Instructions to follow |
The whole listing below is to be returned without alteration.

Input |
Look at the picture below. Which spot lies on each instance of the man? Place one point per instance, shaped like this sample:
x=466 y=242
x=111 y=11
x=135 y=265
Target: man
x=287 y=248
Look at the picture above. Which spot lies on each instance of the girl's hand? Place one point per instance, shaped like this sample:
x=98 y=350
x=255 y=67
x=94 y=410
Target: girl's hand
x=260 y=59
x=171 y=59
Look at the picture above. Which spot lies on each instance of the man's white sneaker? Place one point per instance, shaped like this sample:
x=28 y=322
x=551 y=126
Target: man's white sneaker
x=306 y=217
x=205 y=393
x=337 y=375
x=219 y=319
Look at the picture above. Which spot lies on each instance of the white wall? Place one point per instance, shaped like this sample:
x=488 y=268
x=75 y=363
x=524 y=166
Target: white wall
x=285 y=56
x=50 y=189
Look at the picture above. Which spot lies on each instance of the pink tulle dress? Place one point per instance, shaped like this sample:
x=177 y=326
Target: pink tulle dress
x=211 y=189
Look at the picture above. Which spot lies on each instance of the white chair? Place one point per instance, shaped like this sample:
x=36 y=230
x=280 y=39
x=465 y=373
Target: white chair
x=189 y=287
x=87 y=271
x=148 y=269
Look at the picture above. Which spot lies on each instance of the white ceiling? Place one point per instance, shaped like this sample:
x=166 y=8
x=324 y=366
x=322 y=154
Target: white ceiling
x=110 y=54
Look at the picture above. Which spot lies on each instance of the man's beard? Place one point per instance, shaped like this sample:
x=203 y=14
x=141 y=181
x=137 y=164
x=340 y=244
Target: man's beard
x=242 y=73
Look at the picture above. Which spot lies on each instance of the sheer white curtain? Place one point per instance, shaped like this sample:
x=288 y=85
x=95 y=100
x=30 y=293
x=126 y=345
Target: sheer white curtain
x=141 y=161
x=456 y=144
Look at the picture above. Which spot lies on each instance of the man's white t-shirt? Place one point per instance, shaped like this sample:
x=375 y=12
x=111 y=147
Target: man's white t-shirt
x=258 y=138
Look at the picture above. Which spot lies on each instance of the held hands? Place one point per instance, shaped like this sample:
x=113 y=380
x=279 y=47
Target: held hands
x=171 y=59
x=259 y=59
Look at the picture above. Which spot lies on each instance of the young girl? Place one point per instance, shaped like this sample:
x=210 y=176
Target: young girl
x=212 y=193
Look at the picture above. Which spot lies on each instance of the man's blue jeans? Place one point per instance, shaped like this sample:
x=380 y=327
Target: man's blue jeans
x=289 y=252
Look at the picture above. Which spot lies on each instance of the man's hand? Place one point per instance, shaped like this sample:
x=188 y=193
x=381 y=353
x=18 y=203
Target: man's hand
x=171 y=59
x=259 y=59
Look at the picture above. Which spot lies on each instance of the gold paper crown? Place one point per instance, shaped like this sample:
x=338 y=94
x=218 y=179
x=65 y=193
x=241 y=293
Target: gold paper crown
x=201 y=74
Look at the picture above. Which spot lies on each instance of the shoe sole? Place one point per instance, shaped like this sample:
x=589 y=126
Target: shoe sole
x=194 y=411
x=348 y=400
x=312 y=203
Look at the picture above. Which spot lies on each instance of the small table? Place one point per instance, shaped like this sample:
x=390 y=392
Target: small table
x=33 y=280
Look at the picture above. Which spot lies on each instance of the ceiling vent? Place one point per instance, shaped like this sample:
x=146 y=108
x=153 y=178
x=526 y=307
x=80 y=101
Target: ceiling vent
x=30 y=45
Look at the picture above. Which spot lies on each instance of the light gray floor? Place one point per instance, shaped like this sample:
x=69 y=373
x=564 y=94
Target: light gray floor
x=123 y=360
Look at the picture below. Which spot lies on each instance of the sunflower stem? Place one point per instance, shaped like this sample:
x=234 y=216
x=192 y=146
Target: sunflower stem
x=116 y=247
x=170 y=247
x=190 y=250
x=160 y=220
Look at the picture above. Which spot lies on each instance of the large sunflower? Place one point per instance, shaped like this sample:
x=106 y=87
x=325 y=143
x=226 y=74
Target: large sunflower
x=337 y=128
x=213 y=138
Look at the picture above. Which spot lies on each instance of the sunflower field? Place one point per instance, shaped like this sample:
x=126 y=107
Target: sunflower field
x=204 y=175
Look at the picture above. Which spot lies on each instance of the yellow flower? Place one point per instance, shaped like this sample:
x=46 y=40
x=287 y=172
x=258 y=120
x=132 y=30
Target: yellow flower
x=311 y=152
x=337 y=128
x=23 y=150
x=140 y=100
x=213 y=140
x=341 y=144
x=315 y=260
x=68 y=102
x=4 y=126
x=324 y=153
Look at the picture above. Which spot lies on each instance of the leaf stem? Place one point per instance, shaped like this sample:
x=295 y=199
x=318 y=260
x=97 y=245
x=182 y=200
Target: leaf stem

Response below |
Look at the picture below. Which spot lies on each instance of the man? Place one point per instance, shaped like this sample:
x=466 y=242
x=111 y=11
x=135 y=265
Target: man
x=287 y=248
Look at the picture above. Which spot lies on each instance of the girl's hand? Place one point per instance, shaped like this sample:
x=98 y=350
x=255 y=67
x=94 y=410
Target: girl's hand
x=260 y=59
x=171 y=59
Look at the picture above. Which spot lies on each instance of the man's white sneaker? Place one point per instance, shaped like this sample:
x=28 y=322
x=551 y=126
Target: man's white sneaker
x=306 y=217
x=205 y=393
x=337 y=375
x=219 y=319
Look at the picture above. Which spot lies on each instance of the white wall? Place one point per instance, shaped like this sample:
x=488 y=268
x=75 y=363
x=524 y=166
Target: white wall
x=285 y=56
x=50 y=189
Look at the picture above. Which spot lies on each instance of the pink tulle dress? Place one point per instance, shaped like this sample:
x=177 y=326
Target: pink tulle dress
x=211 y=189
Look at the picture above. Which spot lies on each instance of the white chair? Place one point per instance, shaped like this sample:
x=36 y=230
x=280 y=39
x=465 y=373
Target: white chair
x=189 y=287
x=87 y=271
x=148 y=269
Look at the picture above. Which spot lies on each instance of the white ceiling? Place one point per instance, shaped like this sample:
x=166 y=8
x=324 y=366
x=322 y=154
Target: white ceiling
x=110 y=54
Look at the picture above. Which spot lies on each instance of the man's beard? Place one point per instance, shaped like this sample:
x=203 y=14
x=141 y=181
x=137 y=164
x=340 y=244
Target: man's beard
x=242 y=73
Look at the picture above. Which spot lies on each instance of the sheer white curtain? Place one point per instance, shaped like this sample:
x=288 y=85
x=95 y=100
x=30 y=293
x=126 y=345
Target: sheer white curtain
x=141 y=161
x=456 y=144
Look at the picture above. Which spot lies on each instance of the man's white t-shirt? Place one point per instance, shaped like this sample:
x=375 y=12
x=111 y=147
Target: man's white t-shirt
x=258 y=138
Look at the picture above. Which spot lies on each instance of the held hands? Place one point per instance, shaped like this sample:
x=113 y=380
x=279 y=47
Target: held hands
x=171 y=59
x=259 y=59
Look at the picture above. Which spot lies on each instance of the young girl? Place one point per instance, shaped like this sample:
x=210 y=176
Target: young girl
x=212 y=193
Look at the picture above. Which spot lies on each instance of the man's blue jeans? Place one point per instance, shaped like this sample:
x=380 y=327
Target: man's blue jeans
x=289 y=252
Look at the picture above. Which spot lies on each instance of the man's hand? Place one point per instance, shaped like this sample:
x=188 y=193
x=381 y=353
x=18 y=203
Target: man's hand
x=171 y=59
x=259 y=59
Look at the picture above. Which spot lies on each instance of the gold paper crown? Place one point per instance, shaped like this sample:
x=338 y=94
x=218 y=179
x=65 y=193
x=241 y=293
Target: gold paper crown
x=201 y=74
Look at the picture above. Which spot lies on each instance of the shoe sole? Place one point per instance, shaped like this sample:
x=589 y=126
Target: shoe sole
x=194 y=411
x=348 y=400
x=312 y=203
Look at the picture above. Which spot lies on each instance of the small table? Place one point per instance, shaped like this sample:
x=390 y=392
Target: small table
x=33 y=280
Look at the picture above. Which spot lies on each instance of the ceiling vent? Place one point per instance, shaped like this sample:
x=146 y=108
x=153 y=178
x=526 y=307
x=80 y=101
Target: ceiling vent
x=30 y=45
Look at the picture above. Which spot lies on each instance of the light gray floor? Place one point per instance, shaped like this sample:
x=69 y=373
x=564 y=94
Target: light gray floor
x=123 y=360
Look at the picture below. Which spot lies on each instance of the sunflower stem? Place one point per instance, shaped like this sample:
x=234 y=216
x=192 y=146
Target: sunflower stem
x=116 y=247
x=170 y=247
x=190 y=250
x=160 y=220
Look at the picture above. Which spot lies on each instance of the large sunflower? Place one point per instance, shaped like this sample:
x=106 y=87
x=325 y=143
x=226 y=74
Target: large sunflower
x=337 y=128
x=213 y=138
Look at the picture above. Which spot lies on each instance of the sunflower field? Place one point per instance, shaped like this sample:
x=126 y=107
Target: sunflower field
x=204 y=175
Look at the picture above. Which spot lies on each instance of the yellow flower? Place one point per instance, shaped like this sample:
x=46 y=40
x=287 y=172
x=258 y=120
x=132 y=30
Target: yellow flower
x=311 y=152
x=337 y=128
x=23 y=150
x=140 y=100
x=213 y=140
x=341 y=144
x=315 y=260
x=68 y=102
x=4 y=126
x=324 y=153
Look at the picture above. Which spot lies on each instance of the leaf stem? Place one point per instance, shaped like this sample:
x=295 y=199
x=318 y=260
x=97 y=245
x=182 y=200
Target: leaf stem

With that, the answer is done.